(TASK DESCRIPTION):
Please give every line of the items below as a numbered list, leaving out blank lines and the pictures.

(SUPPLIED RECORDS):
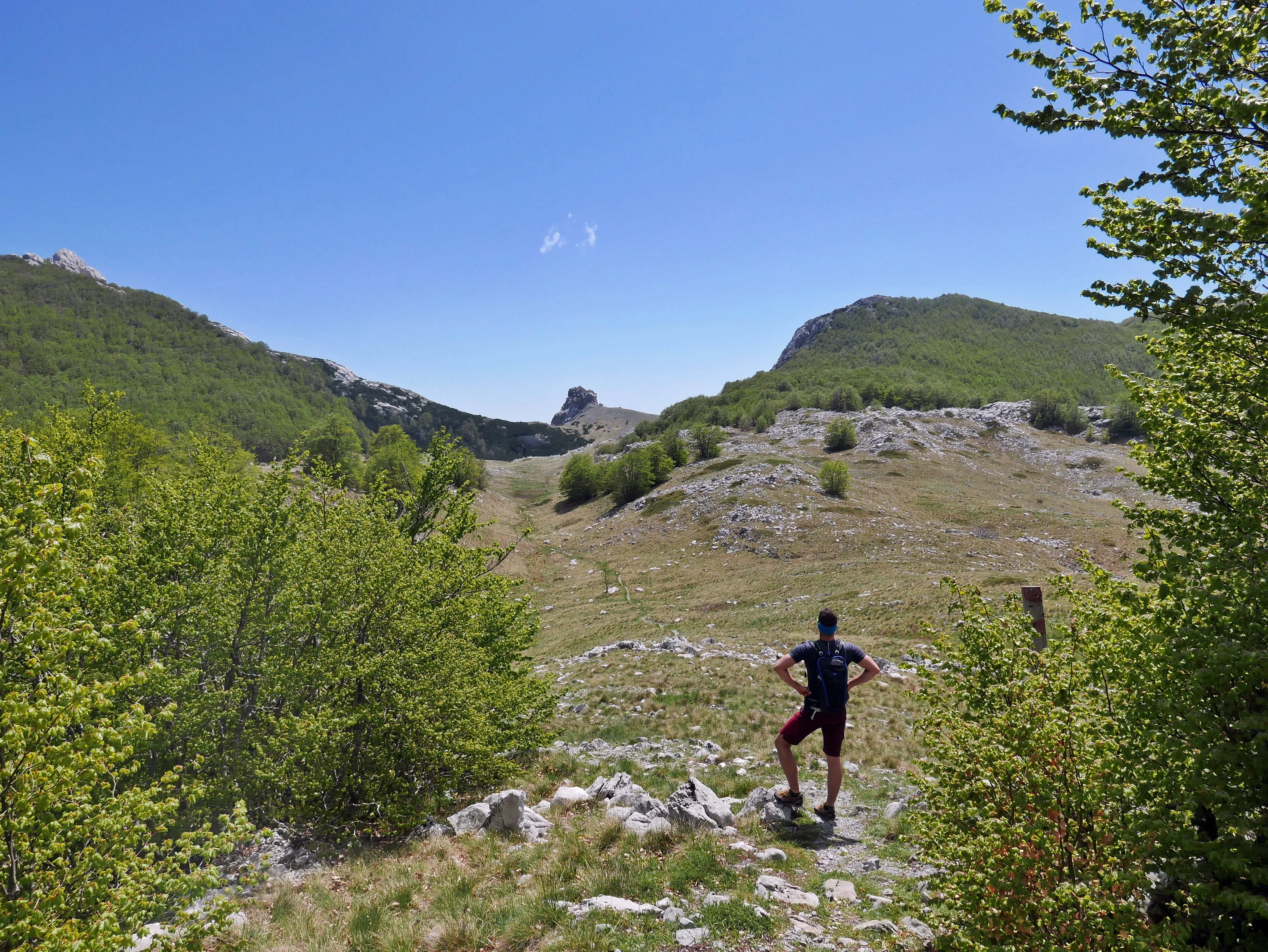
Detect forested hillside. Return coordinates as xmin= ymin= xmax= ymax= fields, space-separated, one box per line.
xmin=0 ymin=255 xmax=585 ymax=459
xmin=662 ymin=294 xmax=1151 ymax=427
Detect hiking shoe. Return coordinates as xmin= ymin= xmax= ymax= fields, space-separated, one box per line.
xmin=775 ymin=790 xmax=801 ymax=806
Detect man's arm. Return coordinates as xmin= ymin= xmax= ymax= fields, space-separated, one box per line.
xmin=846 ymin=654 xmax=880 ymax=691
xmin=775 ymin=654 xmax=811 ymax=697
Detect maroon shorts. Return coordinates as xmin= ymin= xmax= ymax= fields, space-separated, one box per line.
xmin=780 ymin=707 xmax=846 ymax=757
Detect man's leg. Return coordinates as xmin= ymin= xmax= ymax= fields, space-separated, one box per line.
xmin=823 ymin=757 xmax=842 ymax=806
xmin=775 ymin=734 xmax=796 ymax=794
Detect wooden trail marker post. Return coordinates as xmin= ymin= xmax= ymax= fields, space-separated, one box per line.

(RESULT OF THIS TASK):
1. Detect forested hillside. Return coordinates as xmin= ymin= xmax= ymax= fields, space-separated, one box per line.
2. xmin=0 ymin=255 xmax=585 ymax=459
3. xmin=662 ymin=294 xmax=1151 ymax=427
4. Detect hiking shoe. Return coordinates as xmin= ymin= xmax= ymax= fields, space-separated, one box per line.
5. xmin=775 ymin=790 xmax=801 ymax=806
6. Detect man's arm. Return coordinates as xmin= ymin= xmax= ymax= fields, space-separated, one box per line.
7. xmin=846 ymin=654 xmax=880 ymax=691
8. xmin=775 ymin=654 xmax=811 ymax=697
9. Detect maroon shorts. Return coordinates as xmin= ymin= xmax= ymax= fields, space-separated, one box per line.
10. xmin=780 ymin=707 xmax=846 ymax=757
11. Detect man's leg. Return coordinates as xmin= ymin= xmax= ymax= fields, space-separated, one box per line.
12. xmin=823 ymin=757 xmax=842 ymax=806
13. xmin=775 ymin=734 xmax=796 ymax=794
14. Detect wooden trail marker post. Return coordinates as xmin= ymin= xmax= ymax= fields, space-separated, one box per line.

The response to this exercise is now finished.